YOUR OBJECTIVE:
Copy the rows below in full, requests included, and multiply every point coordinate in the answers by 0.2, rounding to whole numbers with halves rounded up; leave the numbers in the requests and their format samples unchanged. Omit the pictures from your copy.

DATASET RECORDS:
----

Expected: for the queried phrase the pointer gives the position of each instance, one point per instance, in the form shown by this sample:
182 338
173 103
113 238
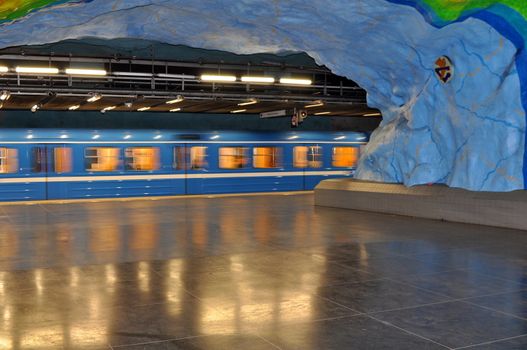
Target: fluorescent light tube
223 78
95 97
268 80
75 71
252 101
132 74
315 104
295 81
239 111
37 70
176 76
5 95
176 100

----

ANSWER TO THE TASK:
Expected: for the queried phrase the pointer gives the position of each instance, one point per instance, in the form shown by this sample:
182 338
173 103
113 238
Target: fluorescent light tube
45 16
19 19
54 16
15 14
50 20
26 15
63 21
59 16
48 22
7 14
35 15
1 19
35 20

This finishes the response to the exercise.